• Problema 1
Secondo la sentenza, qual è il valore dichiarato della controversia?

Corte di Giustizia Tributaria di Secondo Grado del Lazio, sez. I, 26 gennaio 2023 n. 394


SVOLGIMENTO DEL PROCESSO

  1. Con il gravame proposto in data 22/06/2020, il sig. F. I. C. ha impugnato la sentenza della C.T.P. di Roma – Sez. 20 n. 13124/20/2019 del 25/09 – 11/10/2019, che ha respinto (con condanna alle spese per euro 700,00, oltre accessori) il suo ricorso avverso il silenzio/rifiuto all’istanza di rimborso presentata per la restituzione delle imposte trattenute dalla società “M. F.”, suo datore di lavoro e sostituto di imposta, sulle somme pagate in ottemperanza delle sentenze emesse dal Tribunale di Tempio Pausania e dalla Corte di Appello di Cagliari, che condannavano il predetto sostituto di imposta al pagamento delle differenze retributive e contrattuali connesse alla ricostruzione di carriera e al pagamento dell’indennità ex art. 32 L. n. 183/2010per illegittima reiterazione dei contratti a termine.

Valore dichiarato della controversia: euro 5.909,00.

Il ricorrente ne aveva eccepita l’illegittimità, sostenendo il suo diritto al rimborso dell’IRPEF indebitamente trattenutagli e la non debenza di quella richiestagli a conguaglio per tassazione separata, perché l’indennità percepita ha natura di danno emergente, non assoggettabile ad imposizione fiscale.

  1. Con la sentenza impugnata, la C.T.P. ha respinto il ricorso, rilevando l’infondatezza dei motivi di gravame, in quanto l’indennità percepita, previa sua qualificazione in diritto del lavoro, ha natura di lucro cessante ed in quanto tale soggetta a tassazione (separata), perché – secondo giurisprudenza pacifica – somme che risarciscono il mancato guadagno e/o il danno meramente economico, anche in prospettiva futura (perdita di chance).

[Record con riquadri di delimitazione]
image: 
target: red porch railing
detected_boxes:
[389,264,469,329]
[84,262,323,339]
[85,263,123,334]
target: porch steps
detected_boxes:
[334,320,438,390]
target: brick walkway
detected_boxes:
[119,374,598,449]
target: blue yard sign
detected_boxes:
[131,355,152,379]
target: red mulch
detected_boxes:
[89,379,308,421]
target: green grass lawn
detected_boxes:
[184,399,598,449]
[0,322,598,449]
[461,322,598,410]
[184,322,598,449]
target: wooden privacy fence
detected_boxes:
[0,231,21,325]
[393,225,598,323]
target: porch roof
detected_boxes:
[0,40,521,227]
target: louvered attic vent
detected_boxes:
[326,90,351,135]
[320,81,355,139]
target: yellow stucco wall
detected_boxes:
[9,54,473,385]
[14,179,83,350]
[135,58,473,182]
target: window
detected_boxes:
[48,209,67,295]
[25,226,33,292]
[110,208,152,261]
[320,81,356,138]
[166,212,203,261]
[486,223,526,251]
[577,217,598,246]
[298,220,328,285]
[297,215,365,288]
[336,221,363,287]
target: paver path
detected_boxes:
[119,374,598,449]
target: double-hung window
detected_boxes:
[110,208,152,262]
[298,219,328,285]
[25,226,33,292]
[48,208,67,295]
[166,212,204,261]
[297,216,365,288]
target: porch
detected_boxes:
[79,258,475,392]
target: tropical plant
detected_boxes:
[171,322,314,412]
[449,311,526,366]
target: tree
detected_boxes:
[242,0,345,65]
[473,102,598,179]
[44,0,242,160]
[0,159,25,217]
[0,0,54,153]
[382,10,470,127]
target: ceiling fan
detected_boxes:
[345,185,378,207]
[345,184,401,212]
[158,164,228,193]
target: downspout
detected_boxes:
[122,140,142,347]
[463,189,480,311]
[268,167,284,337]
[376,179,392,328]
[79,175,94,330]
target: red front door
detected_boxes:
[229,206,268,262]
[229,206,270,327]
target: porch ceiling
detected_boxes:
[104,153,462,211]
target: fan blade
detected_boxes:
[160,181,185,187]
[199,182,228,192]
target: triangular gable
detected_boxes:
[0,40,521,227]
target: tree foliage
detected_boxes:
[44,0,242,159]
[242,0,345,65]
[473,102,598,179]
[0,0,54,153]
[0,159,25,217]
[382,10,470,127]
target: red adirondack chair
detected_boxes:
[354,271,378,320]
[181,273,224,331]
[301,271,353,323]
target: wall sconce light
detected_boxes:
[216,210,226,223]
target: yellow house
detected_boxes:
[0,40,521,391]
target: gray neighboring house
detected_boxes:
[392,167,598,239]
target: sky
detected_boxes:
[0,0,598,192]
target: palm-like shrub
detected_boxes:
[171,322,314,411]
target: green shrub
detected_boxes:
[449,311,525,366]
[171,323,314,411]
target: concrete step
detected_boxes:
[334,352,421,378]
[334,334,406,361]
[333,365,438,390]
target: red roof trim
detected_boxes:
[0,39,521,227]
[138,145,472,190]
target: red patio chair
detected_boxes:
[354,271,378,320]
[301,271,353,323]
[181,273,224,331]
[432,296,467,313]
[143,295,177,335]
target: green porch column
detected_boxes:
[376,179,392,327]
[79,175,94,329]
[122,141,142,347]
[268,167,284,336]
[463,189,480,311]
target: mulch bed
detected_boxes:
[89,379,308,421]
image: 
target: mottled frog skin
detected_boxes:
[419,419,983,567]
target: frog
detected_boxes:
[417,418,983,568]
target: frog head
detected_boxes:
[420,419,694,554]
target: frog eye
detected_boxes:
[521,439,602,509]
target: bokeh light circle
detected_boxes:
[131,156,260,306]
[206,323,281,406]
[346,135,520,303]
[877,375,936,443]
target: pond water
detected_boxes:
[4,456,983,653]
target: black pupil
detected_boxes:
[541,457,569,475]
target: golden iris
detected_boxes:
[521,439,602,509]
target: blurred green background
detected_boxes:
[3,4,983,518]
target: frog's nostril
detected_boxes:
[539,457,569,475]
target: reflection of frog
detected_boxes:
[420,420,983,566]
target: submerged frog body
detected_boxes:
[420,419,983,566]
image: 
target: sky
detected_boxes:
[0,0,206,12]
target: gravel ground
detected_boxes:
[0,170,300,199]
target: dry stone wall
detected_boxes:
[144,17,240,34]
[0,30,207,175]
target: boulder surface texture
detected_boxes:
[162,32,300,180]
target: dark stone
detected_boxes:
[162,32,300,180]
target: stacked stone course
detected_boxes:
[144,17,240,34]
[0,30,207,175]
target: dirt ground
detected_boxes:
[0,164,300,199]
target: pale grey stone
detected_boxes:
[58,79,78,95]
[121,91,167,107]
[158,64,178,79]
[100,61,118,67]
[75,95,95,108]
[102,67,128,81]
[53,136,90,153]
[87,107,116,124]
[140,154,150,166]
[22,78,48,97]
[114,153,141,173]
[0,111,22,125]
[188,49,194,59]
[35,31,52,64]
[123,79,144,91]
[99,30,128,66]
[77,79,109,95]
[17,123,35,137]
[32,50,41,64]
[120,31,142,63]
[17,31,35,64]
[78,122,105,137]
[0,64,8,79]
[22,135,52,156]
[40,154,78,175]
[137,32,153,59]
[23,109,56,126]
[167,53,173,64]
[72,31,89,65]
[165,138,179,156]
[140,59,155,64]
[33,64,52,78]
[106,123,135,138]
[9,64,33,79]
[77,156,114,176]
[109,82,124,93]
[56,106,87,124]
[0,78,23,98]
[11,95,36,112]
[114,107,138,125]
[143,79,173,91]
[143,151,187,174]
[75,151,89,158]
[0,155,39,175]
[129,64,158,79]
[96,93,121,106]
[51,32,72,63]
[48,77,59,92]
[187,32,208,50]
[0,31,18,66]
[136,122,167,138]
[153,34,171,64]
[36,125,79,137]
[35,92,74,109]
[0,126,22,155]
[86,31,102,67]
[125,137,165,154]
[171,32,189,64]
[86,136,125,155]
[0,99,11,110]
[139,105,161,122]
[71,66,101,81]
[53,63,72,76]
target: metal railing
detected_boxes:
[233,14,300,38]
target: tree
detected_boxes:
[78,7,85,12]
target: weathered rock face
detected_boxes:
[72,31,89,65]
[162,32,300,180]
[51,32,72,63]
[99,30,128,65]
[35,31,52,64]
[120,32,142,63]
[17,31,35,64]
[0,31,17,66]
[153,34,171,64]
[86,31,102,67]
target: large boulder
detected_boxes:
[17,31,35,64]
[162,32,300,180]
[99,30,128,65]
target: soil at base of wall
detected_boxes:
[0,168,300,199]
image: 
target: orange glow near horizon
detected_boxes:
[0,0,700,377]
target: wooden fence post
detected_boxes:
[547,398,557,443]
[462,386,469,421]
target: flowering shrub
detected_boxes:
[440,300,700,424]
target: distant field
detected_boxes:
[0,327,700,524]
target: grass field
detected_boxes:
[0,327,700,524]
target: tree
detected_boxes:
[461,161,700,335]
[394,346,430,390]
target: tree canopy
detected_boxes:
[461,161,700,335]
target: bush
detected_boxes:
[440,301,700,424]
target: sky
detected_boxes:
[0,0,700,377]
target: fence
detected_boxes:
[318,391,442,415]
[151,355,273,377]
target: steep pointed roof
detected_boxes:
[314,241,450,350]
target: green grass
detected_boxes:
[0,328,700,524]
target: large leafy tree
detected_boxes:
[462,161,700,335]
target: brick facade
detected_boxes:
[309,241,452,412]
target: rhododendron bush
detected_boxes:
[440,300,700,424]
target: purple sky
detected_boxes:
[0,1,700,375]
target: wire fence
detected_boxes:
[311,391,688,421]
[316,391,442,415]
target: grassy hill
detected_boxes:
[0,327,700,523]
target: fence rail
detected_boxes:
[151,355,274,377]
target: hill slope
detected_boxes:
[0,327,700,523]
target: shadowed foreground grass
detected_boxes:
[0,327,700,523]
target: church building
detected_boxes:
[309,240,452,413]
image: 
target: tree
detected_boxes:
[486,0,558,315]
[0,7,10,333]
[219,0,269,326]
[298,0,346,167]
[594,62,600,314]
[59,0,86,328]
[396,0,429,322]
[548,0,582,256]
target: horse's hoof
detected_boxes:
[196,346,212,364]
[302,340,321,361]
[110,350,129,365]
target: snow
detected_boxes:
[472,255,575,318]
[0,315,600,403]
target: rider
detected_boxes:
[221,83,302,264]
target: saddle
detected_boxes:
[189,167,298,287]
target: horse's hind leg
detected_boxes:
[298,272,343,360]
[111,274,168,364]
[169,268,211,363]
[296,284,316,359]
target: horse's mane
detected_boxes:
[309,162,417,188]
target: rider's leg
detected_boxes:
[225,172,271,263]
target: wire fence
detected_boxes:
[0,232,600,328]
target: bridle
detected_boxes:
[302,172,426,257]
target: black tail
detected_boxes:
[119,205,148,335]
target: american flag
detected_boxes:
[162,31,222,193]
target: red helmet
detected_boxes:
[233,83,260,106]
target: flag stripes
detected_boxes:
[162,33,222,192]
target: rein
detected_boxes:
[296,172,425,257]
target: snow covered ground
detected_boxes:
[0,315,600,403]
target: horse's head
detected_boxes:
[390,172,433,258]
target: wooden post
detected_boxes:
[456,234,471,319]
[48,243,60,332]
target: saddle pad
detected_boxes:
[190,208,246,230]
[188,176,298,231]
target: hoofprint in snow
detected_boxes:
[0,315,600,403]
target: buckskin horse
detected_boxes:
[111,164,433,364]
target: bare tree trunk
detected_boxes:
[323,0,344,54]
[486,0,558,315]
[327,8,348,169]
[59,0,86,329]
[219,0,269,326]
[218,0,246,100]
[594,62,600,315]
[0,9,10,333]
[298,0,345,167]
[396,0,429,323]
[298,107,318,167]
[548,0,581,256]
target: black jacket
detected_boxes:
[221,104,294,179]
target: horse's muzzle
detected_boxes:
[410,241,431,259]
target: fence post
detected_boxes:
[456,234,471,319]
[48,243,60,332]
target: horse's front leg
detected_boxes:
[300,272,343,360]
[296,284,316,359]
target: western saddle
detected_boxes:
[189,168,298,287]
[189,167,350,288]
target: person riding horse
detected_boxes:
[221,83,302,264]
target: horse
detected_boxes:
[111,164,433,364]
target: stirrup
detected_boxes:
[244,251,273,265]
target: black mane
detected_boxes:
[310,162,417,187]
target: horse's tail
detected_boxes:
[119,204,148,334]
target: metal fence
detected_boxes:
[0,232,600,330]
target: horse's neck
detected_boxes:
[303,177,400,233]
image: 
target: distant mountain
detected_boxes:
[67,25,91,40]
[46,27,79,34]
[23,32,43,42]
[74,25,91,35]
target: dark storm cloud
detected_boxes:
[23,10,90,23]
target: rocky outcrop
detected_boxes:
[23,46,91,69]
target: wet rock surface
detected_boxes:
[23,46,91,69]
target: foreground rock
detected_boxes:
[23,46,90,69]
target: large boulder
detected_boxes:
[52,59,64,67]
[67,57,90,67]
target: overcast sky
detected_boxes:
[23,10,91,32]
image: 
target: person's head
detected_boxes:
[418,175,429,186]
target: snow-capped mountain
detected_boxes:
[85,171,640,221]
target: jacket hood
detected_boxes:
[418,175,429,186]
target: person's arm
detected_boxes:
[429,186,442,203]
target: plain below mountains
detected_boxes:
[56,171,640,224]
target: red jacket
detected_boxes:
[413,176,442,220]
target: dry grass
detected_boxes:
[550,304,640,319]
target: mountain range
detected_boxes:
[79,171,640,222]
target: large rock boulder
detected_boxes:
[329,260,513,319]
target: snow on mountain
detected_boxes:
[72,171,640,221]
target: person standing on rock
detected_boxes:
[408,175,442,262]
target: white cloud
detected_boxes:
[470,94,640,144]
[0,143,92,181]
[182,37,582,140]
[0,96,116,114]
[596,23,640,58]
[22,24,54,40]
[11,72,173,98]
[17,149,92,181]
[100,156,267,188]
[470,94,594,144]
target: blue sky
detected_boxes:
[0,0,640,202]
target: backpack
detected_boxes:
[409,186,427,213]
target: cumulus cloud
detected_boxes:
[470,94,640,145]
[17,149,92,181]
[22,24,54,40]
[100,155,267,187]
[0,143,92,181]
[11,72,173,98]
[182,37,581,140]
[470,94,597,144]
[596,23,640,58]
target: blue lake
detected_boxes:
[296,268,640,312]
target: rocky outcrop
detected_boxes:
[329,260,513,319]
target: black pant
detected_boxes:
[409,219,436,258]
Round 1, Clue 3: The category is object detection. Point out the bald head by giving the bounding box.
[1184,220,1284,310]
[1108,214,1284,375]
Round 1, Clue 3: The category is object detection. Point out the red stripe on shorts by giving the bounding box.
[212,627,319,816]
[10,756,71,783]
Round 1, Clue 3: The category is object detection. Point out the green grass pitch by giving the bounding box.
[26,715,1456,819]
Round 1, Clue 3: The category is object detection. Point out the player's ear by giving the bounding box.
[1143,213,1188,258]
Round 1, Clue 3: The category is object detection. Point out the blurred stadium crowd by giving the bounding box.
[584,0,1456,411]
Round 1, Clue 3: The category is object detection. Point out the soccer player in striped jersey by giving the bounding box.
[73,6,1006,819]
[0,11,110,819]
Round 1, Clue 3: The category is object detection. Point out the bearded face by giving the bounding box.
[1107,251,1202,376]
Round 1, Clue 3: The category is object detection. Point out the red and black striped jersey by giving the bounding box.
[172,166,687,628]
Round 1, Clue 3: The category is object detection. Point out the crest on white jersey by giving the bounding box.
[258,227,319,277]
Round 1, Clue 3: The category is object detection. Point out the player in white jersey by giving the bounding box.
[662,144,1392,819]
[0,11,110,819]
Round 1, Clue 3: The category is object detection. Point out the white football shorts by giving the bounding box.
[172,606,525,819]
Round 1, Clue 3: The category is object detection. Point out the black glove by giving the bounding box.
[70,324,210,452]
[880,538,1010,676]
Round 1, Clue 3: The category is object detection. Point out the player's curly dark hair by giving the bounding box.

• Problema 2
Individua, per favore, ogni riga dei record che contiene la stringa "window" e copiala. Maiuscole e minuscole contano.

• Risposta attesa 1
Euro 5.909,00.

• Risposta attesa 2
target: window
target: double-hung window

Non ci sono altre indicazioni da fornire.